Problem description: Which lines of the records below contain the word "When"? Gather each of them and copy it out in full, matching case.

———

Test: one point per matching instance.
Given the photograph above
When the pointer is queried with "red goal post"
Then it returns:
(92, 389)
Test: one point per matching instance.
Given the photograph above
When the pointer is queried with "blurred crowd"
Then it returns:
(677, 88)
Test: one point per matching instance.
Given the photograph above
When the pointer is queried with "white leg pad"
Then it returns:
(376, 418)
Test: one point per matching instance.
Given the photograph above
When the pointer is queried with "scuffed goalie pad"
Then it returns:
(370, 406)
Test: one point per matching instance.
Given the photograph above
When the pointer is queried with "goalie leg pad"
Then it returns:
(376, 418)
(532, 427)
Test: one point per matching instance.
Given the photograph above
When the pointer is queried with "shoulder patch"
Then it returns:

———

Response to the task:
When the pointer is queried with "red goal post"
When the pointer is queried with "blurred crowd"
When the pointer is queried with "white leg pad"
When the pointer is queried with "scuffed goalie pad"
When the pointer is queried with "goalie leg pad"
When the pointer is queried with "shoulder patch"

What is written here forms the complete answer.